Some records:
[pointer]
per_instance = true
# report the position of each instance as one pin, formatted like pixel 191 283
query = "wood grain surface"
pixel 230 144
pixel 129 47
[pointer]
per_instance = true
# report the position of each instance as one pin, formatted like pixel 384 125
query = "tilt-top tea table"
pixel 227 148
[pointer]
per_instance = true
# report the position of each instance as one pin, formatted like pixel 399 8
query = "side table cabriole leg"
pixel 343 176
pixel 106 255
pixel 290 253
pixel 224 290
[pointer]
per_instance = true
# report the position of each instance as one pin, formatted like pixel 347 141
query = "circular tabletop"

--

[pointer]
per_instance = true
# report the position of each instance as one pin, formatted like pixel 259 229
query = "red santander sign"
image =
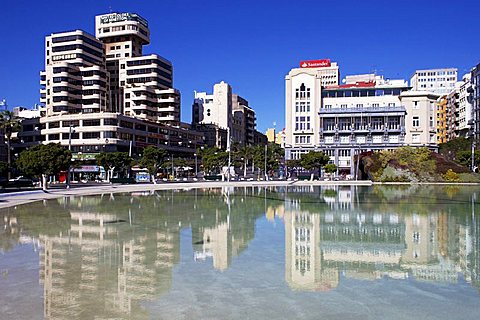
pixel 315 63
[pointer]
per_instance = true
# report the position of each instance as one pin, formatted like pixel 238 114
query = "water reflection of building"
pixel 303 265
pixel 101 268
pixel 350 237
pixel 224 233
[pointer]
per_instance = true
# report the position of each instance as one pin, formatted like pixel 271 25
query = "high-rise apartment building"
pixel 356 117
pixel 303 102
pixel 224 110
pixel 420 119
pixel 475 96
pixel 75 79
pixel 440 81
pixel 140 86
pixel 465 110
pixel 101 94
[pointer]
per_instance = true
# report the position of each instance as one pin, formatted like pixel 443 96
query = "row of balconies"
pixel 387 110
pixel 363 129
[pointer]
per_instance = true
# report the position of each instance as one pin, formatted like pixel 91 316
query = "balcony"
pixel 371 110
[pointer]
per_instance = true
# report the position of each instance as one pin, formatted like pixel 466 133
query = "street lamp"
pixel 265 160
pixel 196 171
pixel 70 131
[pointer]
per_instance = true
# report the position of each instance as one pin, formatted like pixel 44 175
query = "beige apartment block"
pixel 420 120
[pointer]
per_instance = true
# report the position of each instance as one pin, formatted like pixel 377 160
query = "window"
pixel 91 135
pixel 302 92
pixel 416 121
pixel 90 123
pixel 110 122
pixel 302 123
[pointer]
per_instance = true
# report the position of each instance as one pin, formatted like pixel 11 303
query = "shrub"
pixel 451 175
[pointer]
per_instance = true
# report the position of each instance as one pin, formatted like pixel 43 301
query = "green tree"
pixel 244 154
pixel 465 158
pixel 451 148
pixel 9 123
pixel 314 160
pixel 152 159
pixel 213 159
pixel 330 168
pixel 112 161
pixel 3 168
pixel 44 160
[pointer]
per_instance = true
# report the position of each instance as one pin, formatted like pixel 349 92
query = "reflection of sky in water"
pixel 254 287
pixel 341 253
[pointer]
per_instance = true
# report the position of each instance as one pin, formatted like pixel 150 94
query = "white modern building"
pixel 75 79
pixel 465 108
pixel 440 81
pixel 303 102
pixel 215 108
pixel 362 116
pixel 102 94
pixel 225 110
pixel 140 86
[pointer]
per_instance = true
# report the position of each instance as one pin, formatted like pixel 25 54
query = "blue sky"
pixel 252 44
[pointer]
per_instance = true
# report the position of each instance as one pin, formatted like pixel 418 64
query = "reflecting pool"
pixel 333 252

---

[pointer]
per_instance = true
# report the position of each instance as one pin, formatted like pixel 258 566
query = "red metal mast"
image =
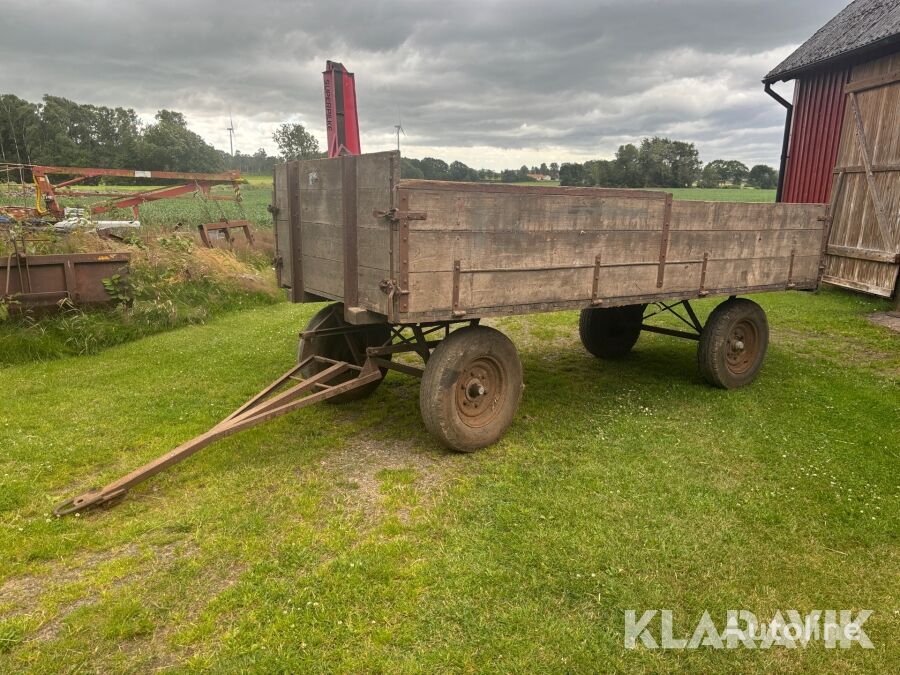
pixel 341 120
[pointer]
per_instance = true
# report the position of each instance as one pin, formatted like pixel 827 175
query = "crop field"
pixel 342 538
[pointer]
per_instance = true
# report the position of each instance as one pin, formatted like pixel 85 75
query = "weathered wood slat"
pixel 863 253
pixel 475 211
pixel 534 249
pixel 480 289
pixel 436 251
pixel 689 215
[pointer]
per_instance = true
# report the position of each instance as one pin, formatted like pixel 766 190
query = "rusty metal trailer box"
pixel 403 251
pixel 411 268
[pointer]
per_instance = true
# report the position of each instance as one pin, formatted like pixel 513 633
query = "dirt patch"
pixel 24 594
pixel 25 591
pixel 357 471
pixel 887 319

What is being asked:
Count the lines in the entries above that contain the string "wood", with case counting, and give only the number.

Final answer:
2